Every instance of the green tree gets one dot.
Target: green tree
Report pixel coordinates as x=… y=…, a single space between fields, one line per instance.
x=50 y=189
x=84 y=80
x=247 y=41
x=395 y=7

→ INSTRUCTIONS TO FOLLOW
Provide an exact transcription of every entry above.

→ SOLUTION TO THE PROBLEM
Every instance of the green tree gets one dot.
Target: green tree
Report pixel coordinates as x=… y=…, a single space between fields, one line per instance.
x=50 y=189
x=84 y=80
x=247 y=41
x=395 y=7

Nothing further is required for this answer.